## EXERCISE BRIEF:
Copy all of the material below line for line, with no changes.

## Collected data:
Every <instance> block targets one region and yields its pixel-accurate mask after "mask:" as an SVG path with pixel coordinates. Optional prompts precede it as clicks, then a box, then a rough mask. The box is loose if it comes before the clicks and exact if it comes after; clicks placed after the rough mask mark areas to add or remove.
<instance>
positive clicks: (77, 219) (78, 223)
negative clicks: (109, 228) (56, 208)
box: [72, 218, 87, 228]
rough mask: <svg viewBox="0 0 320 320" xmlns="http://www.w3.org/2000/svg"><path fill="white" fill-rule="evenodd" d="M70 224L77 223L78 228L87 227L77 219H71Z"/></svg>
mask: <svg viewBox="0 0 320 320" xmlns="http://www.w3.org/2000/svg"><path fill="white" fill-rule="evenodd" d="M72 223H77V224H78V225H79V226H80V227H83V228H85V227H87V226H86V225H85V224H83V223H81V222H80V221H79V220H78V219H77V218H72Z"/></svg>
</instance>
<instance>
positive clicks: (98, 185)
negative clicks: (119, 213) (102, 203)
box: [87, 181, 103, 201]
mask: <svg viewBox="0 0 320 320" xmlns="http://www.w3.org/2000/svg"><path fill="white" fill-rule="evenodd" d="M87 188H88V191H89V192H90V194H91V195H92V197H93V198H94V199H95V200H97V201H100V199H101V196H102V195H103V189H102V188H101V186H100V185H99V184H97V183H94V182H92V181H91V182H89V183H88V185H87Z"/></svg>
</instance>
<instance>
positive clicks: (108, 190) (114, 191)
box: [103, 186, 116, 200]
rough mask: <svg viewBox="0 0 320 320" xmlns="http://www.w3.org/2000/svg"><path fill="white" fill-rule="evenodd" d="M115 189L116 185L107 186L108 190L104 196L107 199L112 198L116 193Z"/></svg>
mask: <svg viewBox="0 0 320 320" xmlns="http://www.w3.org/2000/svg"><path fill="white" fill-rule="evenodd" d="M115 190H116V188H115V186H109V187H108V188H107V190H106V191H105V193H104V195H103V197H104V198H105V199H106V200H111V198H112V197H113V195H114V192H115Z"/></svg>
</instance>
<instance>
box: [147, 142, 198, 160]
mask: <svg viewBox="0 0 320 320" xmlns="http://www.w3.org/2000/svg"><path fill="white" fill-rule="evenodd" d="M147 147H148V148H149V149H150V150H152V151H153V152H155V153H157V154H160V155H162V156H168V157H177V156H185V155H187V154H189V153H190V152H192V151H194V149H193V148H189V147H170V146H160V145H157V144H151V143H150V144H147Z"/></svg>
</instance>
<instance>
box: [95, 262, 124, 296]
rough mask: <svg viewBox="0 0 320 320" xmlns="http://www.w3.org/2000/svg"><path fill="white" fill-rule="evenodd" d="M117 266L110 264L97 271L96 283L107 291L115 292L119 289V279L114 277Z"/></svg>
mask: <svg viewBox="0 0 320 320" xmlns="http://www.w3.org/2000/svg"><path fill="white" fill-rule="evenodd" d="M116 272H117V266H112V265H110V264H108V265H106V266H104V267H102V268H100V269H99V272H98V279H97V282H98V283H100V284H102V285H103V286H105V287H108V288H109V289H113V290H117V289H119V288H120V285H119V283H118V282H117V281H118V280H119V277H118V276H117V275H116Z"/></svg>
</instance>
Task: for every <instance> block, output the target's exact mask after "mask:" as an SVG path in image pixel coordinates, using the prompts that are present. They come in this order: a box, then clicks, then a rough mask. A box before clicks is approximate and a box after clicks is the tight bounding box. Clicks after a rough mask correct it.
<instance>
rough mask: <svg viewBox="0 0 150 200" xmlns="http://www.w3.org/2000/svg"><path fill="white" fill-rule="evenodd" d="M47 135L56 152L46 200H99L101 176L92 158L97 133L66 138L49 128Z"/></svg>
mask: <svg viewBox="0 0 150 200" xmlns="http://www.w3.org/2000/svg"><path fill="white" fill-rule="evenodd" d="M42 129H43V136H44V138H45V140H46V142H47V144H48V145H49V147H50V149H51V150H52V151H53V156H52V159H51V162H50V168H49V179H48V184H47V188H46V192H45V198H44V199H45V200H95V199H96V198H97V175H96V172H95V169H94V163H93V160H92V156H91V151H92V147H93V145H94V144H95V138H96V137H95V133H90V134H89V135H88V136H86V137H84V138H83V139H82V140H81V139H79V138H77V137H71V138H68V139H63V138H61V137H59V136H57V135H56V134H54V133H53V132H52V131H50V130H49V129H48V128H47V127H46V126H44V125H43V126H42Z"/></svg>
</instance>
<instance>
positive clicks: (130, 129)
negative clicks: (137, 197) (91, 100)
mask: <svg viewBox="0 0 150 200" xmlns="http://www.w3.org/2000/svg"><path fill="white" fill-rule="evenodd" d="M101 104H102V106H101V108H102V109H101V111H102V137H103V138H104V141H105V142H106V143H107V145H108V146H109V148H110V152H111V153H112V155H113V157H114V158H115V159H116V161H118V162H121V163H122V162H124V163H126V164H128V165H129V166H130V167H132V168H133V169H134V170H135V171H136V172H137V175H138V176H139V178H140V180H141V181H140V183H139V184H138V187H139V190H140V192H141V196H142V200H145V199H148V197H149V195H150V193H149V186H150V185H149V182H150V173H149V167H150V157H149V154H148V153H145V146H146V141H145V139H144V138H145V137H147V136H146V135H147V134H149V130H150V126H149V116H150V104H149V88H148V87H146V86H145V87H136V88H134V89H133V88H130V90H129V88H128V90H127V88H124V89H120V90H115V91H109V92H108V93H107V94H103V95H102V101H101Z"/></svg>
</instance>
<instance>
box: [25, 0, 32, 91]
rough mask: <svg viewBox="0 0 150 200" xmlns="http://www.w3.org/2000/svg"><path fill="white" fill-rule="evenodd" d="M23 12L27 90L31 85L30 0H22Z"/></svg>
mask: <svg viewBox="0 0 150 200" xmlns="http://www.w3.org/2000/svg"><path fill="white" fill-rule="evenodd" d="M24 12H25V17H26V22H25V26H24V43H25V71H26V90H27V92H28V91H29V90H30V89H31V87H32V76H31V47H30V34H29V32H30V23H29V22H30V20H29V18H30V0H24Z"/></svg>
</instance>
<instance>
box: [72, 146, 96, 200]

## OUTPUT OF THE TASK:
Every <instance> block targets one region and yields its pixel-accurate mask after "mask:" as an SVG path with pixel coordinates. Optional prompts precede it as clicks, then a box, then a rough mask. The box is loose if it comes before the clicks and exact if it comes after; clicks placed after the rough mask mark areas to add or remove.
<instance>
positive clicks: (77, 219) (78, 223)
negative clicks: (109, 228) (56, 208)
box: [72, 218, 87, 228]
rough mask: <svg viewBox="0 0 320 320" xmlns="http://www.w3.org/2000/svg"><path fill="white" fill-rule="evenodd" d="M70 224L77 223L78 228L87 227L77 219H71Z"/></svg>
mask: <svg viewBox="0 0 320 320" xmlns="http://www.w3.org/2000/svg"><path fill="white" fill-rule="evenodd" d="M72 223H77V224H78V225H79V226H80V227H83V228H85V227H87V226H86V225H85V224H83V223H81V222H80V221H79V220H78V219H77V218H72Z"/></svg>
</instance>
<instance>
positive clicks: (98, 185)
negative clicks: (119, 213) (102, 203)
box: [87, 181, 103, 201]
mask: <svg viewBox="0 0 320 320" xmlns="http://www.w3.org/2000/svg"><path fill="white" fill-rule="evenodd" d="M87 188H88V191H89V192H90V194H91V195H92V197H93V198H94V199H95V200H97V201H100V199H101V196H102V195H103V189H102V188H101V186H100V185H99V184H97V183H94V182H92V181H91V182H89V183H88V185H87Z"/></svg>
</instance>
<instance>
positive clicks: (108, 190) (114, 191)
box: [103, 186, 116, 200]
rough mask: <svg viewBox="0 0 320 320" xmlns="http://www.w3.org/2000/svg"><path fill="white" fill-rule="evenodd" d="M115 189L116 185L107 186L108 190L104 196L107 199L112 198L116 193Z"/></svg>
mask: <svg viewBox="0 0 320 320" xmlns="http://www.w3.org/2000/svg"><path fill="white" fill-rule="evenodd" d="M115 190H116V188H115V186H109V187H108V188H107V190H106V191H105V193H104V195H103V197H104V198H105V199H106V200H111V198H112V197H113V195H114V192H115Z"/></svg>
</instance>
<instance>
box: [147, 142, 198, 160]
mask: <svg viewBox="0 0 320 320" xmlns="http://www.w3.org/2000/svg"><path fill="white" fill-rule="evenodd" d="M147 147H148V148H149V149H150V150H152V151H153V152H155V153H157V154H160V155H162V156H168V157H177V156H185V155H187V154H189V153H190V152H192V151H194V149H193V148H189V147H170V146H160V145H157V144H151V143H150V144H147Z"/></svg>
</instance>
<instance>
box: [95, 262, 124, 296]
rough mask: <svg viewBox="0 0 320 320" xmlns="http://www.w3.org/2000/svg"><path fill="white" fill-rule="evenodd" d="M117 266L110 264L97 271L96 283L107 291L115 292L119 289V279L114 277Z"/></svg>
mask: <svg viewBox="0 0 320 320" xmlns="http://www.w3.org/2000/svg"><path fill="white" fill-rule="evenodd" d="M116 272H117V266H112V265H110V264H108V265H106V266H104V267H102V268H100V269H99V272H98V279H97V282H98V283H100V284H102V285H103V286H105V287H108V288H109V289H113V290H117V289H119V288H120V285H119V283H118V282H117V281H118V280H119V277H118V276H117V275H116Z"/></svg>
</instance>
Task: for every <instance> block, output the target's exact mask after "mask:" as an SVG path in image pixel coordinates, using the prompts that are present. They come in this order: a box, then clicks, then a rough mask. A box before clicks is approximate and a box after clicks is the tight bounding box. Clicks after a rough mask correct it.
<instance>
rough mask: <svg viewBox="0 0 150 200" xmlns="http://www.w3.org/2000/svg"><path fill="white" fill-rule="evenodd" d="M47 135L56 152L46 200H99L101 176L92 158L97 133L66 138L49 128Z"/></svg>
mask: <svg viewBox="0 0 150 200" xmlns="http://www.w3.org/2000/svg"><path fill="white" fill-rule="evenodd" d="M42 129H43V136H44V138H45V140H46V142H47V144H48V145H49V147H50V149H51V150H52V151H53V156H52V159H51V162H50V168H49V179H48V184H47V188H46V192H45V198H44V199H45V200H95V199H96V198H97V175H96V172H95V169H94V163H93V160H92V156H91V151H92V147H93V145H94V144H95V138H96V137H95V133H90V134H89V135H88V136H86V137H84V138H83V139H82V140H81V139H79V138H77V137H71V138H68V139H63V138H61V137H59V136H57V135H56V134H54V133H53V132H52V131H50V130H49V129H48V128H47V127H46V126H44V125H43V126H42Z"/></svg>
</instance>
<instance>
positive clicks: (130, 129)
negative clicks: (137, 197) (91, 100)
mask: <svg viewBox="0 0 150 200" xmlns="http://www.w3.org/2000/svg"><path fill="white" fill-rule="evenodd" d="M101 104H102V106H101V108H102V109H101V111H102V137H103V138H104V141H105V142H106V143H107V145H108V146H109V148H110V152H111V153H112V155H113V157H114V158H115V159H116V161H118V162H121V163H122V162H124V163H126V164H128V165H129V166H130V167H132V168H133V169H134V170H135V171H136V172H137V175H138V176H139V178H140V180H141V181H140V183H139V184H138V187H139V190H140V192H141V196H142V200H145V199H148V197H149V195H150V193H149V186H150V185H149V182H150V173H149V167H150V157H149V154H148V153H145V146H146V141H145V139H144V138H145V137H147V136H146V135H147V134H149V130H150V126H149V116H150V104H149V88H148V87H146V86H145V87H136V88H134V89H133V88H130V90H129V88H128V90H127V88H124V89H120V90H115V91H109V92H108V93H107V94H103V95H102V101H101Z"/></svg>
</instance>
<instance>
box: [25, 0, 32, 91]
rough mask: <svg viewBox="0 0 150 200" xmlns="http://www.w3.org/2000/svg"><path fill="white" fill-rule="evenodd" d="M23 12L27 90L31 85L30 0H22Z"/></svg>
mask: <svg viewBox="0 0 150 200" xmlns="http://www.w3.org/2000/svg"><path fill="white" fill-rule="evenodd" d="M24 12H25V17H26V22H25V26H24V43H25V71H26V90H27V92H28V91H29V90H30V89H31V87H32V76H31V47H30V34H29V32H30V23H29V22H30V20H29V18H30V0H24Z"/></svg>
</instance>
<instance>
box: [72, 146, 96, 200]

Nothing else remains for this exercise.